## [WORK ORDER]
Which of the lines below contain the string "image"? Copy each such line in full, treating uppercase and lowercase as different.

## [DATA RECORDS]
┌──

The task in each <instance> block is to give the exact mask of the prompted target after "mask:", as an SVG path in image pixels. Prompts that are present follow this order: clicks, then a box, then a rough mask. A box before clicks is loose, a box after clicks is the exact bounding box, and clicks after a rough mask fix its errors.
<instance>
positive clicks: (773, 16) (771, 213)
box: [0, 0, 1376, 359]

└──
┌──

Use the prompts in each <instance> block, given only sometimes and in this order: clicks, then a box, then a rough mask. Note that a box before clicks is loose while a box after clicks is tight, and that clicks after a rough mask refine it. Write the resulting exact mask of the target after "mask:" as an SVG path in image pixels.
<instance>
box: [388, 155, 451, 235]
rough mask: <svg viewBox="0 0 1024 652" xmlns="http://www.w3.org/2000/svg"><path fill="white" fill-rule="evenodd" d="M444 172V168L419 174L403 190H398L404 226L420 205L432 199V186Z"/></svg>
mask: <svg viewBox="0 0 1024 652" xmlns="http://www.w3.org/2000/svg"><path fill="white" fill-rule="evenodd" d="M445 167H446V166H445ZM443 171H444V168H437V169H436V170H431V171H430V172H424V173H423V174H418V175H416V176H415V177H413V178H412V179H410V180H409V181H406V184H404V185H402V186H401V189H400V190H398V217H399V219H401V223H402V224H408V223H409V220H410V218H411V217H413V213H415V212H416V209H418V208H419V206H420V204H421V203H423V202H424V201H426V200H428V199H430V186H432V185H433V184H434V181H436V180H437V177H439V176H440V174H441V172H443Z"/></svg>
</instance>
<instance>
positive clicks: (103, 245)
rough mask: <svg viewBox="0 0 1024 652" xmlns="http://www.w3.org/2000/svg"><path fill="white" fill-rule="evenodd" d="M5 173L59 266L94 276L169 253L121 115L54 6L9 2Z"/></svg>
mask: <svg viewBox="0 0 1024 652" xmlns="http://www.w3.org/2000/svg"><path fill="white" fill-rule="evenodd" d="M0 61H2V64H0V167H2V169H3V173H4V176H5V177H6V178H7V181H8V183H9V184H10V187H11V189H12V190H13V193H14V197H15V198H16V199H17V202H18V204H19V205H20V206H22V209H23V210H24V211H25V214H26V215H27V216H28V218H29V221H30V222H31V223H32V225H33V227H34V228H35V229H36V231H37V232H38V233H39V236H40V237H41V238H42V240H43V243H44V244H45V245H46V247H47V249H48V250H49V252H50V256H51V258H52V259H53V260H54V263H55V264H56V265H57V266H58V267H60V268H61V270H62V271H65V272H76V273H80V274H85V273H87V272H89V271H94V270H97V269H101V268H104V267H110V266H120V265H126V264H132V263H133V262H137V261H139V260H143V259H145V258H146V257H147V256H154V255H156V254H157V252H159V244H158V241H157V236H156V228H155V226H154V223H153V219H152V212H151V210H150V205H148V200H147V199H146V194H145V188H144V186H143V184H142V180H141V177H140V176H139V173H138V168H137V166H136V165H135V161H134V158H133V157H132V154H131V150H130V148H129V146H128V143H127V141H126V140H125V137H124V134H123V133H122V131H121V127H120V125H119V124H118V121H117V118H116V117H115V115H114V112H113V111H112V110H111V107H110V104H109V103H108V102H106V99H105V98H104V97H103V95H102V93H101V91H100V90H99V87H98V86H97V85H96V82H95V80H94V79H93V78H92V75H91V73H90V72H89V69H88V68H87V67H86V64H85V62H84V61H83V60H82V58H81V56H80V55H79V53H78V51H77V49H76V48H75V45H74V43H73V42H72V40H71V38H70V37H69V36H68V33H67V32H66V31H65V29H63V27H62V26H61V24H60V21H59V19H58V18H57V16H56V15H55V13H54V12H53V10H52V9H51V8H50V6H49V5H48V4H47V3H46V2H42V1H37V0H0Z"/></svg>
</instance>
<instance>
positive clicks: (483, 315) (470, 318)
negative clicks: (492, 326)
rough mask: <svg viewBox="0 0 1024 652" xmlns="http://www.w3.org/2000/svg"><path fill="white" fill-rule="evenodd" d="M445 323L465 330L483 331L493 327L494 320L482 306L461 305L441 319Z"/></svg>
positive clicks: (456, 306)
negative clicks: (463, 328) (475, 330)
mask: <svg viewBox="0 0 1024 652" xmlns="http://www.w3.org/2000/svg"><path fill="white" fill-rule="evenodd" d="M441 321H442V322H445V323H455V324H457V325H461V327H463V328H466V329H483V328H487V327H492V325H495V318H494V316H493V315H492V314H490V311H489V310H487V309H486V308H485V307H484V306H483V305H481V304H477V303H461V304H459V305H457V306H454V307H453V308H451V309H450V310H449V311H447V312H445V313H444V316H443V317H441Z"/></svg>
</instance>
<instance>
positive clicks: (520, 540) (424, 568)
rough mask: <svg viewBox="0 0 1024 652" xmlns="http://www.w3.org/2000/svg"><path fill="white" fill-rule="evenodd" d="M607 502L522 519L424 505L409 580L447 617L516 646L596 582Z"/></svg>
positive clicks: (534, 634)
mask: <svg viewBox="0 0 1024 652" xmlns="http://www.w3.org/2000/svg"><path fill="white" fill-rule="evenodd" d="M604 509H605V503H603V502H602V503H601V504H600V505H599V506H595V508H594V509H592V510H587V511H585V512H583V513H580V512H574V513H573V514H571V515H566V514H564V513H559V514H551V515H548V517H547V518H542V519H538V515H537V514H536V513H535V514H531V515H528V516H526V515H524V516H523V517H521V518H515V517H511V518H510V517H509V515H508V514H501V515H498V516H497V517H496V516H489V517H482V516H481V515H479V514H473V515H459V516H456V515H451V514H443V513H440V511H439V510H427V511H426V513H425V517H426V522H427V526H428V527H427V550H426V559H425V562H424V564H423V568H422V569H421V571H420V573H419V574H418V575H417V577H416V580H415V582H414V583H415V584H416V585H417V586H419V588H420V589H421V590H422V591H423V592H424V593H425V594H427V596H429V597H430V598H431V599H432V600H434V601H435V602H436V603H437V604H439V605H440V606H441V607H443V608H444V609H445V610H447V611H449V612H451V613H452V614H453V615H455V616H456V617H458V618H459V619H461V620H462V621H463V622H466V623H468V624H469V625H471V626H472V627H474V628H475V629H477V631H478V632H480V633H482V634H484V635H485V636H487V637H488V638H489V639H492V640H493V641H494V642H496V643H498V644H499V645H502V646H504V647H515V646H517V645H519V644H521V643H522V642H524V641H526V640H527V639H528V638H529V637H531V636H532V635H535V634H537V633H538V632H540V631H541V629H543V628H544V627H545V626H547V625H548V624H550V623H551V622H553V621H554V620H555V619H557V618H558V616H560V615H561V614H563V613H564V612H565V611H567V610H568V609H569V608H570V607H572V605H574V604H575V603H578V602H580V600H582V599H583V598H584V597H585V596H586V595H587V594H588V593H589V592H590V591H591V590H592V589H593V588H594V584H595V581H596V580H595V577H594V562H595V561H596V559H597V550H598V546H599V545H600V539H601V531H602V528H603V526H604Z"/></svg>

└──

## [EXERCISE SOLUTION]
The task in each <instance> block is to give the exact mask of the prompted target after "mask:", as an SVG path in image pixels. Prompts that are present follow this order: clicks, then a box, then a rough mask. A box before clicks is loose, a box after clicks is the exact bounding box, and clicks after a rough mask fix its errors.
Use the prompts in each <instance> block, given only sometimes and in this order: clicks, then a box, then a rough mask. Note that a box before clicks is loose while a box after clicks is tight, and that clicks after a rough mask refine it. Write the resulting exact mask of the target after "mask:" as an SVG path in image pixels.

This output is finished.